* Task to carry out *
Arrange every line of the data below as a numbered list, dropping the blank lines.

* Excerpts from segmentation records *
▬▬▬

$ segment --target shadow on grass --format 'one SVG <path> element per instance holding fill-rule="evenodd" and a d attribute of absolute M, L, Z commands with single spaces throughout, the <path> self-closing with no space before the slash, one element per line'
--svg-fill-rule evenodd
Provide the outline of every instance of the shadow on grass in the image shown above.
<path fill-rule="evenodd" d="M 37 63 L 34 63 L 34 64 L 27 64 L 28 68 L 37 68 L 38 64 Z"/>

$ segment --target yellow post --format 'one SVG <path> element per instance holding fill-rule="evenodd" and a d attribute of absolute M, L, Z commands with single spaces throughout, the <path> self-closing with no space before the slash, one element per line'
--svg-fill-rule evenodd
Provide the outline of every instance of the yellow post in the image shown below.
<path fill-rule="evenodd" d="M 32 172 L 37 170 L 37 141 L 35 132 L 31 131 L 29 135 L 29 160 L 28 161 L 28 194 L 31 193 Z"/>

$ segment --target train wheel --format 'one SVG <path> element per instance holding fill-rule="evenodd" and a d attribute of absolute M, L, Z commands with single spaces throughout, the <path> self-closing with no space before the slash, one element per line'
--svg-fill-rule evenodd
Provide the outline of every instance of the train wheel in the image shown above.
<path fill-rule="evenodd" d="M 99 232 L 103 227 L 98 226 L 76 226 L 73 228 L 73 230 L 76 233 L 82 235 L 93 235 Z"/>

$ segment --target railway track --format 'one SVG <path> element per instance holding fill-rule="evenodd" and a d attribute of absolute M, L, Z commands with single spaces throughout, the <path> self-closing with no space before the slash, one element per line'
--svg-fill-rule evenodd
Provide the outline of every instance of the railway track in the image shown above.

▬▬▬

* Result of this exercise *
1. $ segment --target shadow on grass --format 'one SVG <path> element per instance holding fill-rule="evenodd" and a d attribute of absolute M, L, Z commands with single spaces throughout, the <path> self-closing with no space before the slash, one element per line'
2. --svg-fill-rule evenodd
3. Provide the outline of every instance of the shadow on grass in the image shown above.
4. <path fill-rule="evenodd" d="M 37 63 L 34 63 L 34 64 L 27 64 L 28 68 L 37 68 L 38 64 Z"/>
5. $ segment --target yellow post --format 'one SVG <path> element per instance holding fill-rule="evenodd" and a d attribute of absolute M, L, Z commands with single spaces throughout, the <path> self-closing with no space before the slash, one element per line'
6. --svg-fill-rule evenodd
7. Provide the outline of every instance of the yellow post in the image shown below.
8. <path fill-rule="evenodd" d="M 32 172 L 37 170 L 37 141 L 35 132 L 31 131 L 29 135 L 29 160 L 28 161 L 28 194 L 31 193 Z"/>
9. $ segment --target train wheel --format 'one SVG <path> element per instance holding fill-rule="evenodd" and a d attribute of absolute M, L, Z commands with single spaces throughout, the <path> self-closing with no space before the slash, one element per line'
10. --svg-fill-rule evenodd
11. Provide the outline of every instance of the train wheel in the image shown above.
12. <path fill-rule="evenodd" d="M 99 232 L 103 227 L 98 226 L 76 226 L 73 228 L 73 230 L 76 233 L 82 235 L 93 235 Z"/>
13. $ segment --target railway track --format 'one SVG <path> element per instance holding fill-rule="evenodd" and a d attribute of absolute M, L, Z commands with single spaces throughout, the <path> self-closing with no space before the slash, one element per line'
14. --svg-fill-rule evenodd
15. Provide the outline of every instance of the railway track in the image shown above.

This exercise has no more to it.